(Given exercise) Locate every line in the records below that contains the word "white" and copy each of those lines in full. Case counts, so match uppercase and lowercase letters precisely.

Object detection data
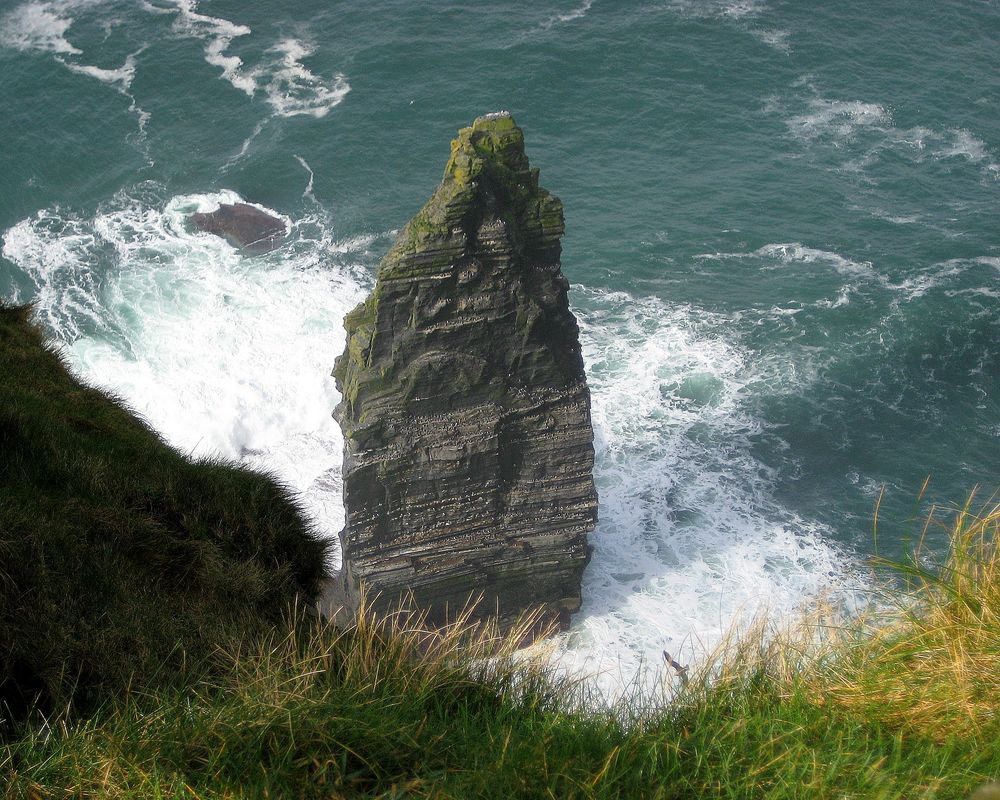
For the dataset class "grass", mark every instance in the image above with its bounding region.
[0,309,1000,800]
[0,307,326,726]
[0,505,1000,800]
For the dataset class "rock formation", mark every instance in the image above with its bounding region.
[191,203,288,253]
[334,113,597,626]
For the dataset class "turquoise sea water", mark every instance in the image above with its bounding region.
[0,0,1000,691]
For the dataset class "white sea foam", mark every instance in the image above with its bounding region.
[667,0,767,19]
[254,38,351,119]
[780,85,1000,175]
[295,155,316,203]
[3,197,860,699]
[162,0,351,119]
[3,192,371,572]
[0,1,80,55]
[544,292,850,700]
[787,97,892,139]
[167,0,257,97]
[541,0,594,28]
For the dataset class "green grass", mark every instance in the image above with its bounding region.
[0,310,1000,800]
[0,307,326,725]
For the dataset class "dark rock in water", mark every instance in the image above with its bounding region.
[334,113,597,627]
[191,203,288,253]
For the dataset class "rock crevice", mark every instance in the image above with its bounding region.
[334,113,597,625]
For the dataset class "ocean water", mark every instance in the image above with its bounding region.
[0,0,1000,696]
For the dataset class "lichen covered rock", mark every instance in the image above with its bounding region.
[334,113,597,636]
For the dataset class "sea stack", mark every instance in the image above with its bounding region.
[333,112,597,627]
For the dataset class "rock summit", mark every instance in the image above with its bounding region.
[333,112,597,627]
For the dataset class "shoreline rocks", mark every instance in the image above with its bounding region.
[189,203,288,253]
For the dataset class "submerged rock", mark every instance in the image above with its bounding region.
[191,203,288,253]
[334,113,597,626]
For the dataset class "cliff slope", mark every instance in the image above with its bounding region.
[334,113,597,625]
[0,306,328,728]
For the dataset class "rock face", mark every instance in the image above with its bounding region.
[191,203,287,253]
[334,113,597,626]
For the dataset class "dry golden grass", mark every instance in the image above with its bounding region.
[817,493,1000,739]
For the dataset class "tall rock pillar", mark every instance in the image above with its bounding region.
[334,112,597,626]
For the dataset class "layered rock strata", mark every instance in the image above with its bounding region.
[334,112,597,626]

...

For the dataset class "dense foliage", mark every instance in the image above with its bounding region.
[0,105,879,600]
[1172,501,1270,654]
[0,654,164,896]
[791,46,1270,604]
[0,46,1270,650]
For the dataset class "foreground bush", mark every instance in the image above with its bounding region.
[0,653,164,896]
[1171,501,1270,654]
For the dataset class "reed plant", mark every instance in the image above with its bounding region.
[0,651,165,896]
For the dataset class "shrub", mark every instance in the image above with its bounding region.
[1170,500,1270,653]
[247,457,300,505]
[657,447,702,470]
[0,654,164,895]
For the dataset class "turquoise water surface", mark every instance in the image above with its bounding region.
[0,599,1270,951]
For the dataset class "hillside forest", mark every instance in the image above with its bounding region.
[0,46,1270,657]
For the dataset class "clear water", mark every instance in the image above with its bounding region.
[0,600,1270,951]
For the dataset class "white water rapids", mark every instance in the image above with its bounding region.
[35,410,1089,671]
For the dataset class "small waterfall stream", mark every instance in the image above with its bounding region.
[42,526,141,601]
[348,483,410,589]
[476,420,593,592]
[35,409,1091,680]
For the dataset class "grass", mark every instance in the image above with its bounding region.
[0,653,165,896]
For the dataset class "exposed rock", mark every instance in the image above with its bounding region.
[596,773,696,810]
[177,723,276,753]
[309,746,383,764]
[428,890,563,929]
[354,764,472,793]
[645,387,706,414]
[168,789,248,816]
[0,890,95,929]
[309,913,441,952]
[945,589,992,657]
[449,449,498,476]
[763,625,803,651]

(Answer to this exercise)
For the dataset class "white sea foam", mark every instance in the image above with its bounding region.
For the dataset class "white water rapids", mark every instance in the image above with its bounding region.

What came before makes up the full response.